TEXT SECTION:
Race and the Two Bermudas

"Race and the Two Bermudas"
Hamilton Rotary Speech by E. David Burt
Tuesday, May 16th 2017

Good afternoon to the Hamilton Rotarians, guests and members of the media.

I want to thank my fellow MP, and your former President, Neville Tyrell for kindly introducing me. And the entire Hamilton Rotary for hosting me today.

With Bermuda’s natural beauty and the welcoming kindness of Bermudians - we appear to be paradise. And for some, Bermuda really is just that. For others however, it is quite the opposite.

I am grateful for the opportunity to speak on matters close to my heart and close to my conscience. Those matters are ones of race, of class, of opportunity.

Last month, the Bank of Bermuda Foundation released the findings of their two-year comprehensive review. They acknowledged that, and I quote, “Bermuda is a historically, overtly racially segregated and fundamentally unfair society.” (end quote). Simply put, they concluded that Two Bermudas clearly do exist.

They went on to say – (and I quote) “one where access to opportunity, financial security and general well-being is very difficult to achieve, and another Bermuda where, for some, there appear to be few obstacles in their path.” - End quote

Ask one Bermudian if this is true and the answer is no. Yet ask another Bermudian and they would speak of the pain they have lived and witnessed in experiencing added hurdles placed in their path.
One Bermuda sees no unfairness in the way Bermuda operates, because to them, it has given them every opportunity. This is the basic foundation of our two Bermudas: not only do they exist, but only one side, that which does not benefit, can acknowledge it.

So, what are we to do about it?

Firstly, without awareness and acknowledgment there can be no action. We cannot fix what we will not face.

The Bank of Bermuda Foundation has shifted their approach on the basis of their findings. What if we were all to do this? What if we were to personally acknowledge at every step how privilege has brought us to where we are and, upon accepting it as truth, what if we were to do something about it? When I speak of privilege I do not limit that to race. Race, sex, and class all intersect to form differing levels of privilege.

I am a college-educated black man. Two of those descriptors afford me certain privileges. In Bermuda, men earn 10% more than women, on average. A college educated man earns 20% more than one with a secondary school diploma. However, there is a higher unemployment rate for college-educated black men than there is for white men without a college degree.

When I was growing up, my parents worked hard and invested all they could in my education, believing that education would unlock the keys to opportunity.

DATA ENTRIES:
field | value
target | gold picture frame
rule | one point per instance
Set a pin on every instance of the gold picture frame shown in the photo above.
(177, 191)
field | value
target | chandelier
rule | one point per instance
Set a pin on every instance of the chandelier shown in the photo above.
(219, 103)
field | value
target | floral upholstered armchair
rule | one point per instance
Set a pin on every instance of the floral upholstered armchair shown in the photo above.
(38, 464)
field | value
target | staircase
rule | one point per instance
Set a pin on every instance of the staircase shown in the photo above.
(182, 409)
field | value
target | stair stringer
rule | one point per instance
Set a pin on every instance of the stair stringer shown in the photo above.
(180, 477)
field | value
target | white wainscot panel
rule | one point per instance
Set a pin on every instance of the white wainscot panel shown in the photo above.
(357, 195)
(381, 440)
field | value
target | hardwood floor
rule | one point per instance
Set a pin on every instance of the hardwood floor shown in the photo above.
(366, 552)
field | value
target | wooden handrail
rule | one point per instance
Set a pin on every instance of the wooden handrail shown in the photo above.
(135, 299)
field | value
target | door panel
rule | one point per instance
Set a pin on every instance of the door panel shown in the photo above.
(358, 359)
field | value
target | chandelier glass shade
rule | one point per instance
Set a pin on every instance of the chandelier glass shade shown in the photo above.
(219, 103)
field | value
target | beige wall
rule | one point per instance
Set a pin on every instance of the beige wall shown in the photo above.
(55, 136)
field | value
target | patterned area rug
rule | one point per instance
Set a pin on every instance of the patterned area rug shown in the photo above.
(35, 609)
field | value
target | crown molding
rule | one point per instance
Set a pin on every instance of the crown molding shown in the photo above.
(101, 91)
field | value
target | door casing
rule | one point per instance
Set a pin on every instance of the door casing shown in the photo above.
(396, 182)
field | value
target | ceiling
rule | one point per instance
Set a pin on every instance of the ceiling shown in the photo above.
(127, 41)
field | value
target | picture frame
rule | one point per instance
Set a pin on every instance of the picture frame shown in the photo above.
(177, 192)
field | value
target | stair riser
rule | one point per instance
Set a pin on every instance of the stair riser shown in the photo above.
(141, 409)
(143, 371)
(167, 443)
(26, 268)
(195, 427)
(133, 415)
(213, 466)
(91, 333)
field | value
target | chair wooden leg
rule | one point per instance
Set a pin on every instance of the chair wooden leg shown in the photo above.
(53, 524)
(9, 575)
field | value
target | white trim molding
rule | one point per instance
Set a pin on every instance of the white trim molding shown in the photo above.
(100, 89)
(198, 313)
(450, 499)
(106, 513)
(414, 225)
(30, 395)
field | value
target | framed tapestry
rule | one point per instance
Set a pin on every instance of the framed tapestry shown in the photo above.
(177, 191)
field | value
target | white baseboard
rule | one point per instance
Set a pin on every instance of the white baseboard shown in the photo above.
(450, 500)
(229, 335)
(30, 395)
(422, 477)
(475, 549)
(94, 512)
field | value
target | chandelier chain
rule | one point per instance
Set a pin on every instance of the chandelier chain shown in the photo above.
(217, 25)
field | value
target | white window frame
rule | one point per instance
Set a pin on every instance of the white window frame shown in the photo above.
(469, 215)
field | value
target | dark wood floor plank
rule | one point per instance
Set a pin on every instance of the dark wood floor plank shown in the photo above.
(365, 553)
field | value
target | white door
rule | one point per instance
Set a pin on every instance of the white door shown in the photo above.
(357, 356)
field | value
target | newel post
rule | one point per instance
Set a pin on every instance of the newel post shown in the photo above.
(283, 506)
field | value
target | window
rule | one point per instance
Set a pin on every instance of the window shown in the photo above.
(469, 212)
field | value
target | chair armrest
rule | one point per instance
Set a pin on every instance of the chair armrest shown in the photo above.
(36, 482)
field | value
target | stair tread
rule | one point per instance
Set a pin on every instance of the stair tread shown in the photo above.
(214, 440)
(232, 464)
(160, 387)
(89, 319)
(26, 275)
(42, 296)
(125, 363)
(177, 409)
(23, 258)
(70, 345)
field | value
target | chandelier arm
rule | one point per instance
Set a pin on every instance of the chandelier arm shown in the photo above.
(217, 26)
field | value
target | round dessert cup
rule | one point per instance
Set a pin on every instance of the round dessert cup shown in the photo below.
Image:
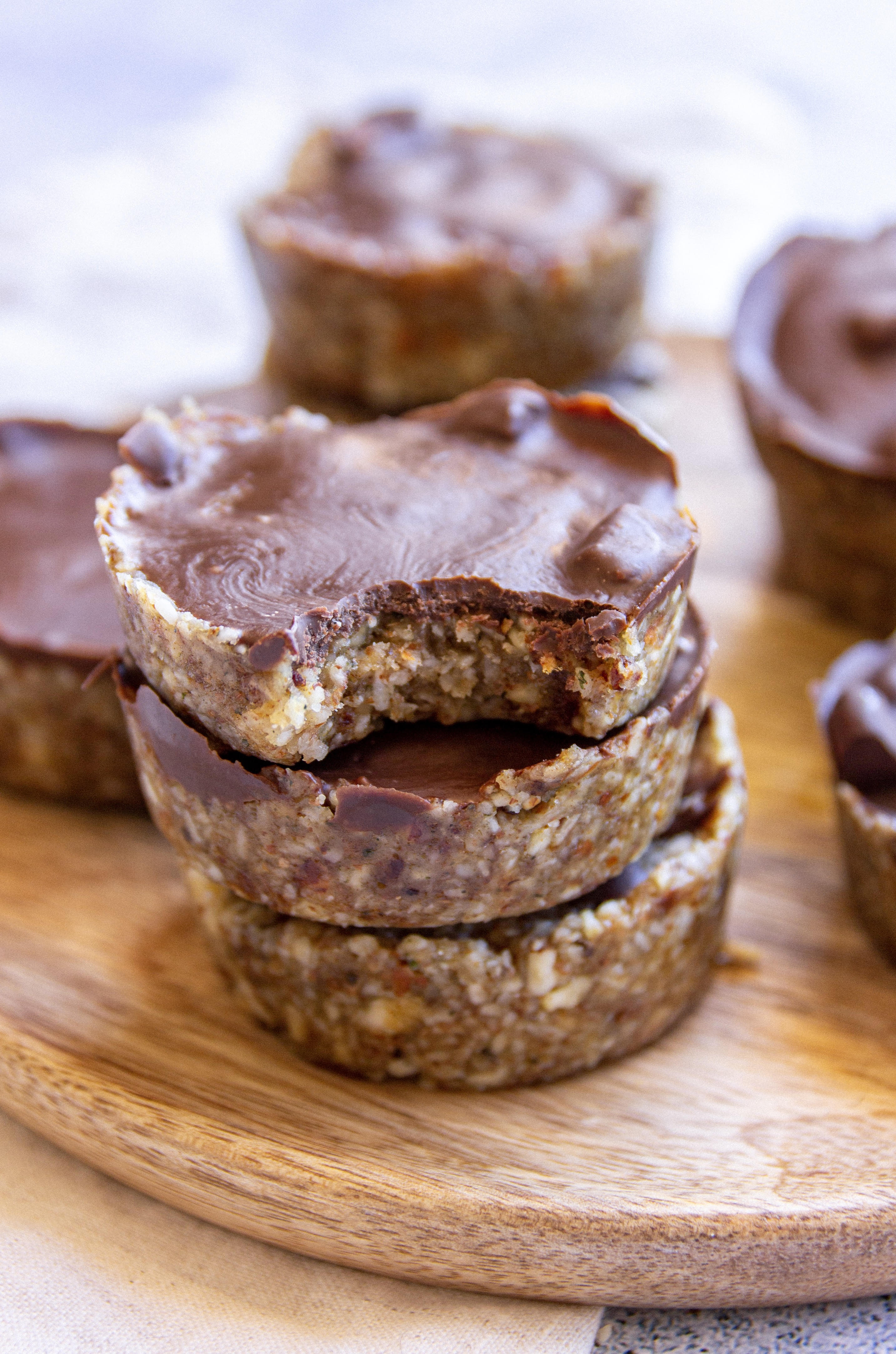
(513, 1001)
(394, 326)
(294, 584)
(423, 825)
(837, 507)
(57, 621)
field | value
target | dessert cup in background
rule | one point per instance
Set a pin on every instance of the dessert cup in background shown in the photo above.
(856, 706)
(815, 354)
(408, 262)
(57, 619)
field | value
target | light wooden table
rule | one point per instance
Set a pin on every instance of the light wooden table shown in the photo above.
(749, 1157)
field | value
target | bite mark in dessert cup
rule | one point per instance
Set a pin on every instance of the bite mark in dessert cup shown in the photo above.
(293, 584)
(57, 619)
(856, 705)
(406, 263)
(515, 1001)
(815, 354)
(421, 825)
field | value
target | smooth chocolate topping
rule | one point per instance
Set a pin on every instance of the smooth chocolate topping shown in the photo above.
(857, 705)
(392, 776)
(505, 500)
(833, 344)
(55, 589)
(396, 193)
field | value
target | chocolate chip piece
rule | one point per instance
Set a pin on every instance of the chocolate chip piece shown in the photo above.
(155, 449)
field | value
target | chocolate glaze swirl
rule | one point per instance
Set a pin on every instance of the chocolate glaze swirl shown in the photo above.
(55, 592)
(396, 193)
(856, 706)
(815, 343)
(508, 499)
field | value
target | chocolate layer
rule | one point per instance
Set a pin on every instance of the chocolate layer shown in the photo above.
(55, 589)
(389, 778)
(817, 346)
(396, 193)
(508, 499)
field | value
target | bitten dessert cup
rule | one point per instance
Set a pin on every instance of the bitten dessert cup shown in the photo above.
(513, 1001)
(291, 584)
(406, 263)
(57, 619)
(857, 710)
(815, 354)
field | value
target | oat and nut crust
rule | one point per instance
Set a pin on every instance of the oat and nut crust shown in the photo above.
(505, 1004)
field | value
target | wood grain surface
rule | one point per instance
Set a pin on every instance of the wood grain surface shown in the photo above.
(748, 1158)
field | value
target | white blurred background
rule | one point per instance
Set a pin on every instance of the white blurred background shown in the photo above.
(132, 134)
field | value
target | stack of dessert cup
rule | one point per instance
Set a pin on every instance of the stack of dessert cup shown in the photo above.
(420, 706)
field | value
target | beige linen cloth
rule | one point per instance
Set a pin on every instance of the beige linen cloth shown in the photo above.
(90, 1266)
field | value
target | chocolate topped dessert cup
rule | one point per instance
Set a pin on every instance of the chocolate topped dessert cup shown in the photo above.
(815, 352)
(293, 584)
(856, 706)
(423, 825)
(408, 262)
(515, 1001)
(57, 619)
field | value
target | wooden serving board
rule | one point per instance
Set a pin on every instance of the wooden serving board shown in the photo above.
(748, 1158)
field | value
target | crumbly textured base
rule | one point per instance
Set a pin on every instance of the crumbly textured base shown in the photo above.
(536, 837)
(868, 835)
(393, 668)
(60, 741)
(511, 1003)
(838, 535)
(394, 342)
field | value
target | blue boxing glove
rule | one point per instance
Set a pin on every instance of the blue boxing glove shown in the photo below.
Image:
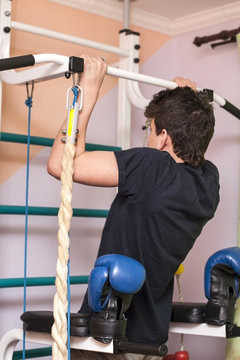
(222, 272)
(228, 259)
(116, 273)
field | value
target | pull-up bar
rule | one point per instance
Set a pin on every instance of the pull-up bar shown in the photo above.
(222, 35)
(59, 65)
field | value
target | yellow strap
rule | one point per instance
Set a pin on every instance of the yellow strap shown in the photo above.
(180, 270)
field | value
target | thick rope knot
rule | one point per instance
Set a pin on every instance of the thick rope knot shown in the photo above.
(59, 328)
(28, 102)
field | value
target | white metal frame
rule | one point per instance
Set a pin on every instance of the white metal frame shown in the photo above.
(10, 340)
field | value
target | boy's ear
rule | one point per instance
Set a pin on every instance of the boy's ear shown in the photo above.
(163, 138)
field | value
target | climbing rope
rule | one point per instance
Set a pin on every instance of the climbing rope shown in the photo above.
(60, 332)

CHALLENGE 1:
According to the speech, by what percentage do men in Bermuda out-earn women on average?
CHALLENGE 2:
Select every line of the records that contains the word "climbing".

PROBLEM SOLUTION 1:
10%

PROBLEM SOLUTION 2:
target | climbing rope
Set a pin on every instance of the climbing rope shown in the photo above.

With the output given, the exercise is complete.